Page text =
^^^^^^^^

Titus 2:11-12. 11 For the grace of God has appeared, bringing salvation for all people, 12 training us to renounce ungodliness and worldly passions, and to live self-controlled, upright, and godly lives in the present age.
Titus was the pastor of a very young church in Crete, which was a pretty rough place. Pastoring there had to be hard. Paul’s letter to Pastor Titus details for him a list of traits and behaviors that should characterize his church members (2:1-10). Things like self-control, respect, love, purity, integrity, dignity, and sound speech. He covers pretty much every church member – old men, old women, young men, young women, and servants.
And then, after this comprehensive description of the good life that Christians are supposed to live, he answers the HOW question. How are we able to live this way? What is our motivation? Why are we able to live self-controlled, upright, and godly lives?
What is Paul’s answer to the HOW question of Christian living? Plain and simple it’s Jesus – his grace and his glory.
But why is this answer so difficult for us to embrace? Why do we search for more than Christ alone? Why do we pile on more law or more “Christian principles” as the power source of the good life? Just read almost any book on “Christian living” and you will see this formula: IF you do these things, THEN you will experience a better life (with Jesus’ help of course). Or listen to almost any sermon this Sunday:
Pastor: Be self-controlled church.
Church: We can’t.
Pastor: Well then try harder.

^^^^^^^^

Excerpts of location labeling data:
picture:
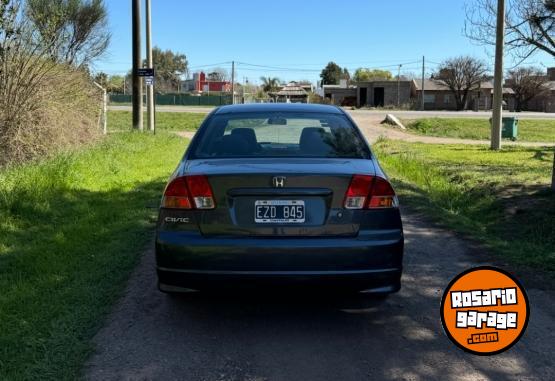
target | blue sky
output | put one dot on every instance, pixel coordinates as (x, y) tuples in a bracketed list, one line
[(300, 36)]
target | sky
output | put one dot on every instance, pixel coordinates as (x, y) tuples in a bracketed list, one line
[(294, 40)]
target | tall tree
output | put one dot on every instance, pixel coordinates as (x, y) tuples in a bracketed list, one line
[(530, 25), (462, 75), (270, 84), (169, 68), (331, 74), (527, 83), (364, 75), (218, 74), (74, 31)]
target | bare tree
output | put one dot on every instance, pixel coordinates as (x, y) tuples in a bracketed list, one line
[(218, 74), (530, 25), (76, 31), (462, 75), (527, 83)]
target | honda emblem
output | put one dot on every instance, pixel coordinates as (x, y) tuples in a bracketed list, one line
[(279, 181)]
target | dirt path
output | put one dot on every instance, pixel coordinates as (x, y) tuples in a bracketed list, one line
[(372, 129), (151, 336)]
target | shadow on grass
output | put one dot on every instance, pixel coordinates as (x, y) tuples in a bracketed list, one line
[(284, 336), (64, 259), (515, 221)]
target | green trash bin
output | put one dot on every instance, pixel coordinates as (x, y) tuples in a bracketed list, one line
[(509, 129)]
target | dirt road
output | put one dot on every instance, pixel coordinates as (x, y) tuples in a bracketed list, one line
[(151, 336)]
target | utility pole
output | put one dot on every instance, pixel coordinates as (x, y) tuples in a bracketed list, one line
[(150, 87), (137, 84), (423, 81), (399, 87), (232, 82), (497, 117)]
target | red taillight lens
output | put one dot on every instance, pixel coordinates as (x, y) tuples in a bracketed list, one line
[(382, 195), (201, 192), (358, 191), (188, 192), (370, 192)]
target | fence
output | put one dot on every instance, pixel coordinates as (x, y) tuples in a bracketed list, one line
[(178, 99)]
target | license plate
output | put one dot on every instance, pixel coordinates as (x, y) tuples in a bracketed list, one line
[(279, 211)]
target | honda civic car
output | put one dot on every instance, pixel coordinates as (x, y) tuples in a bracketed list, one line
[(279, 195)]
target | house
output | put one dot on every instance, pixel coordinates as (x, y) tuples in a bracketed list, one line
[(438, 96), (383, 93), (291, 93), (200, 83), (343, 94), (545, 102), (378, 93)]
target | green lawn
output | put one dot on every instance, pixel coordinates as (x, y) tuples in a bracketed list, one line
[(528, 130), (71, 230), (501, 198), (176, 121)]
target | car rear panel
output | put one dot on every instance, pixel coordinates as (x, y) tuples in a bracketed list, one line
[(238, 183), (198, 248)]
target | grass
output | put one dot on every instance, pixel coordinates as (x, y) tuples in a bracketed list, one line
[(71, 230), (479, 129), (165, 121), (500, 198)]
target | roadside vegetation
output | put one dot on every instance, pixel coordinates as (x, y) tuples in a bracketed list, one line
[(500, 198), (529, 130), (165, 121), (72, 228)]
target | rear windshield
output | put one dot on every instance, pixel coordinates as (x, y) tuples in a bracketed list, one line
[(280, 135)]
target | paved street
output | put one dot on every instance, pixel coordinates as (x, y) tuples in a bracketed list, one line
[(378, 114), (151, 336)]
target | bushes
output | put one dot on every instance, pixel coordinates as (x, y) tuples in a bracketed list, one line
[(56, 108), (44, 105)]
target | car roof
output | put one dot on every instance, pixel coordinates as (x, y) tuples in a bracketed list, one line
[(278, 107)]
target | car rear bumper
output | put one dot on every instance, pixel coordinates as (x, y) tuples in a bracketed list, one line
[(187, 260)]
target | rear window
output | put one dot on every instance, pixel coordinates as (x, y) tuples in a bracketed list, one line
[(280, 135)]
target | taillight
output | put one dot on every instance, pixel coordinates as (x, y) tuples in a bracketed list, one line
[(189, 192), (370, 192), (358, 191)]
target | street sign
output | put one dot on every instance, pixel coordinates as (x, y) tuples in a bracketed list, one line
[(145, 72)]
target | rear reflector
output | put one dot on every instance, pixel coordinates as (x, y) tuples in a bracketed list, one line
[(189, 192), (370, 192)]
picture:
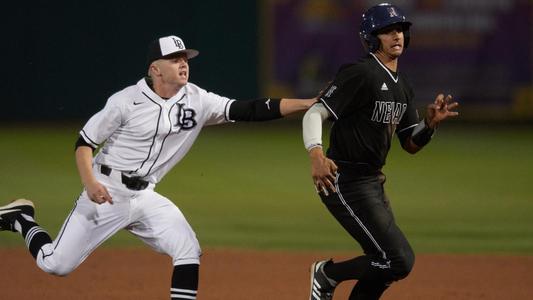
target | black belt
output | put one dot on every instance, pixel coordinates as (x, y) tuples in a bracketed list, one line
[(132, 183)]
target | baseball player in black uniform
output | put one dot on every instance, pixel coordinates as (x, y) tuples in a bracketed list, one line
[(368, 101), (143, 131)]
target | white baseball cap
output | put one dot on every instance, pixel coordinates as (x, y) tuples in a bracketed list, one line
[(167, 46)]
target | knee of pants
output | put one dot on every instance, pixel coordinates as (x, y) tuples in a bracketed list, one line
[(187, 252), (402, 264), (55, 265)]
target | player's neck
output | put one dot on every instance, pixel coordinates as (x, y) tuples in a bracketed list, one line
[(166, 91), (390, 62)]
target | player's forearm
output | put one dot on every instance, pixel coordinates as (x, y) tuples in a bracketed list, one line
[(289, 106), (84, 162), (312, 126)]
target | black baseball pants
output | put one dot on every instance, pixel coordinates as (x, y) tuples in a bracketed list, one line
[(361, 207)]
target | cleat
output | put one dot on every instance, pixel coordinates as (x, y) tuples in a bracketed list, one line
[(10, 212), (322, 287)]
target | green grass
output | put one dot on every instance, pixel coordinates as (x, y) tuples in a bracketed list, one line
[(248, 185)]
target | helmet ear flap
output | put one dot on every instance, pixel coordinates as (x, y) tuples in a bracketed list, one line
[(406, 38), (370, 42), (374, 43)]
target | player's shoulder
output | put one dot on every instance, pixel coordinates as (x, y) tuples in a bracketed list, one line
[(193, 89), (125, 95)]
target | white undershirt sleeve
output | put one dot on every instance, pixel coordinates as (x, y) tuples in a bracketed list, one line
[(312, 125)]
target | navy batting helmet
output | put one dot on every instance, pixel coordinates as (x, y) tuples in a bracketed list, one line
[(378, 17)]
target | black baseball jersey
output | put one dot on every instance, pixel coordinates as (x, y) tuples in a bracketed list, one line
[(368, 104)]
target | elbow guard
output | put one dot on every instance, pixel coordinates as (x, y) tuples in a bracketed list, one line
[(422, 134), (255, 110)]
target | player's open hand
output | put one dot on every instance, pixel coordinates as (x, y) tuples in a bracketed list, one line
[(98, 193), (441, 109), (323, 171)]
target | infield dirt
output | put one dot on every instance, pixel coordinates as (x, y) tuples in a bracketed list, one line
[(247, 274)]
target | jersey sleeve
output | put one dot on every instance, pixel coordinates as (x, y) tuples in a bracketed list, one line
[(339, 97), (101, 125), (216, 108)]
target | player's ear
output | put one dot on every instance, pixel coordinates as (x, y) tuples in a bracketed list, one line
[(154, 70)]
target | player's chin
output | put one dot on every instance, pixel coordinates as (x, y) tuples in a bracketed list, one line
[(183, 80)]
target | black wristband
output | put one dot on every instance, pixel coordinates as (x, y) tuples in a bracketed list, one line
[(82, 142), (422, 134), (255, 110)]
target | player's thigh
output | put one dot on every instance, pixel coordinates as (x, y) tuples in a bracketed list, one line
[(85, 228), (161, 225), (361, 207)]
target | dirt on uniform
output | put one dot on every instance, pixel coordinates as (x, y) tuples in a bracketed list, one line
[(255, 275)]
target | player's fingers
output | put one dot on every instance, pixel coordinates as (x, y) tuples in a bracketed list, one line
[(107, 197), (453, 113), (333, 167), (329, 185), (439, 99), (453, 105)]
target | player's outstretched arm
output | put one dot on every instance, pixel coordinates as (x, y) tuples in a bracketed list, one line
[(267, 109), (290, 106), (95, 190), (436, 112), (323, 169)]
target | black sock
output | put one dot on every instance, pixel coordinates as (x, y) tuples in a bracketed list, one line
[(368, 290), (184, 282), (346, 270), (34, 235)]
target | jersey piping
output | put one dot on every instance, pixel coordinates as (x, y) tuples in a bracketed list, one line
[(163, 142), (155, 134)]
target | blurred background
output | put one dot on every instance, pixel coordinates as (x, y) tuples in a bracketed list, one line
[(249, 185), (63, 59)]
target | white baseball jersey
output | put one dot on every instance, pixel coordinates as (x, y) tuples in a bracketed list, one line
[(147, 135)]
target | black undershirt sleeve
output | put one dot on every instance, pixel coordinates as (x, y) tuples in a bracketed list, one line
[(81, 142), (255, 110)]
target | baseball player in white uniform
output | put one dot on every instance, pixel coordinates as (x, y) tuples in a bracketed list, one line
[(142, 132)]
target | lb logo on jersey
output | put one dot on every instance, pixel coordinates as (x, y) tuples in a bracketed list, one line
[(388, 112), (186, 117)]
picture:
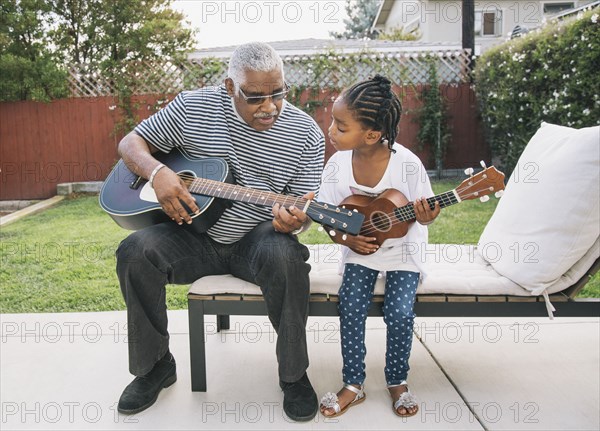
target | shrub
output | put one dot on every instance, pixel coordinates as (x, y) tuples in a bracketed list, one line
[(547, 75)]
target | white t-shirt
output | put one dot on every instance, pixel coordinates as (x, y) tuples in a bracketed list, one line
[(405, 172)]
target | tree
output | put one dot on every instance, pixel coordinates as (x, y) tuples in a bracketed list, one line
[(433, 120), (104, 33), (27, 66), (361, 14), (40, 39)]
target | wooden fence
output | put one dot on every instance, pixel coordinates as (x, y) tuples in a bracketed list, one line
[(69, 140)]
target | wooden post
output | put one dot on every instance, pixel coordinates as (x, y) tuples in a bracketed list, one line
[(468, 31)]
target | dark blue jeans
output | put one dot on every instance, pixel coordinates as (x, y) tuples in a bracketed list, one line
[(356, 293), (163, 254)]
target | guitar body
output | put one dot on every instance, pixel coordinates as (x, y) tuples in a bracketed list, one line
[(380, 221), (132, 203)]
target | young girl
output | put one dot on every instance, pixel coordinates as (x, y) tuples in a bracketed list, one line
[(367, 162)]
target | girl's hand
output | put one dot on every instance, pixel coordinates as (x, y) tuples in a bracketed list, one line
[(424, 213), (358, 243)]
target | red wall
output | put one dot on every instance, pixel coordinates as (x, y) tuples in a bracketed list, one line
[(68, 140)]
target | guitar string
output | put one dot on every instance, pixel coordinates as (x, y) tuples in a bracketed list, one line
[(229, 190), (406, 212)]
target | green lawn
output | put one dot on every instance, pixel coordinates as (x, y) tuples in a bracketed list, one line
[(62, 259)]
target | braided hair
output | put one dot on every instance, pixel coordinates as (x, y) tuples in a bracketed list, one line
[(376, 106)]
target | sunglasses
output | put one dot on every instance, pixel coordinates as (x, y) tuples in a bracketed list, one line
[(258, 100)]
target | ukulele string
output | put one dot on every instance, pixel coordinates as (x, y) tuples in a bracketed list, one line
[(407, 211)]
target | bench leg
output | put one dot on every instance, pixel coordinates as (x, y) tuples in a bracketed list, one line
[(222, 322), (197, 345)]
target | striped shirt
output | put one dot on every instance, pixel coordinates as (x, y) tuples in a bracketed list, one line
[(286, 159)]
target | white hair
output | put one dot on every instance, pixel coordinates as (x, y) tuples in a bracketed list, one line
[(255, 56)]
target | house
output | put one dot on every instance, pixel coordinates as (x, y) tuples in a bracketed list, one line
[(495, 21)]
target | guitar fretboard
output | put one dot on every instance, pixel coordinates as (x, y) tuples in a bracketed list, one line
[(242, 194), (407, 212)]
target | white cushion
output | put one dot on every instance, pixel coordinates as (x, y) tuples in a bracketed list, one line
[(452, 269), (549, 216)]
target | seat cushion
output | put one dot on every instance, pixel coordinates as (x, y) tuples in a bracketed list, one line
[(452, 269)]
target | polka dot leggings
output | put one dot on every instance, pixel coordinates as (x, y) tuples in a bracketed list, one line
[(356, 293)]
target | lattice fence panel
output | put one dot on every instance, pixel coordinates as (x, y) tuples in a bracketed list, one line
[(322, 70)]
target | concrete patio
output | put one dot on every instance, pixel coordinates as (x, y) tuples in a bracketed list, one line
[(66, 371)]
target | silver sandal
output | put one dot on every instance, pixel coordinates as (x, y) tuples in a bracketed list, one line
[(330, 401), (406, 400)]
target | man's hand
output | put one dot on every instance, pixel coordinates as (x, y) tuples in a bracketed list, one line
[(424, 213), (286, 220), (171, 192)]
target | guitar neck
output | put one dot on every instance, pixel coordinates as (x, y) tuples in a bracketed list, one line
[(407, 212), (234, 192)]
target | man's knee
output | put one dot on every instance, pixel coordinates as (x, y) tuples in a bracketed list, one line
[(130, 249)]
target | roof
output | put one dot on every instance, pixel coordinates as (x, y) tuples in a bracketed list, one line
[(311, 46)]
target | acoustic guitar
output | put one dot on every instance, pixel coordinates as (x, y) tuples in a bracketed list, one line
[(390, 214), (132, 203)]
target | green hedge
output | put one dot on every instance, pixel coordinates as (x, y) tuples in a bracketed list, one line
[(550, 74)]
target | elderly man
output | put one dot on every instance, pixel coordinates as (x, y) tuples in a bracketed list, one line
[(269, 145)]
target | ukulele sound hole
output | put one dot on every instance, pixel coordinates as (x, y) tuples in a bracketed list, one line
[(381, 221)]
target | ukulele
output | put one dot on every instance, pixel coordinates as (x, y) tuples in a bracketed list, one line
[(390, 214), (132, 203)]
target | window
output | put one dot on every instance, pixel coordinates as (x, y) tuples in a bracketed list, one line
[(552, 8), (488, 22)]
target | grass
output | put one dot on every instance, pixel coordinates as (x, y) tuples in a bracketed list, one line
[(62, 259)]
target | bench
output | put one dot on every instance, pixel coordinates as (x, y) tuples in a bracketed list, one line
[(478, 291), (538, 250)]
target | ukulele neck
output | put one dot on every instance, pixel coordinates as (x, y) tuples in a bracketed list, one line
[(407, 212)]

^^^^^^^^

Set tasks =
**1.** In the passage on Titus, where was the young church that Titus pastored?
**2.** Recast everything in the records from the start down to the line containing "[(151, 336)]" as a JSON list of strings, one string per line, with blank lines left out and the pictures omitted.

Exercise answers =
**1.** In Crete.

**2.**
[
  "picture:",
  "target | blue sky",
  "output | put one dot on every instance, pixel coordinates as (x, y) tuples in a bracketed list, one line",
  "[(300, 36)]",
  "target | sky",
  "output | put one dot on every instance, pixel coordinates as (x, y) tuples in a bracketed list, one line",
  "[(294, 40)]",
  "target | tall tree",
  "output | put one dot on every instance, pixel coordinates as (x, y) tuples in a bracketed list, one line",
  "[(530, 25), (462, 75), (270, 84), (169, 68), (331, 74), (527, 83), (364, 75), (218, 74), (74, 31)]",
  "target | bare tree",
  "output | put one dot on every instance, pixel coordinates as (x, y) tuples in a bracketed list, one line",
  "[(218, 74), (530, 25), (76, 31), (462, 75), (527, 83)]",
  "target | honda emblem",
  "output | put one dot on every instance, pixel coordinates as (x, y) tuples in a bracketed list, one line",
  "[(279, 181)]",
  "target | dirt path",
  "output | put one dot on every instance, pixel coordinates as (x, y) tuples in a bracketed list, one line",
  "[(372, 129), (151, 336)]",
  "target | shadow on grass",
  "output | put one dot on every instance, pixel coordinates as (x, y) tuples in a bracketed list, one line",
  "[(284, 336), (64, 259), (515, 221)]",
  "target | green trash bin",
  "output | put one dot on every instance, pixel coordinates as (x, y) tuples in a bracketed list, one line",
  "[(509, 129)]",
  "target | dirt road",
  "output | put one dot on every instance, pixel coordinates as (x, y) tuples in a bracketed list, one line",
  "[(151, 336)]"
]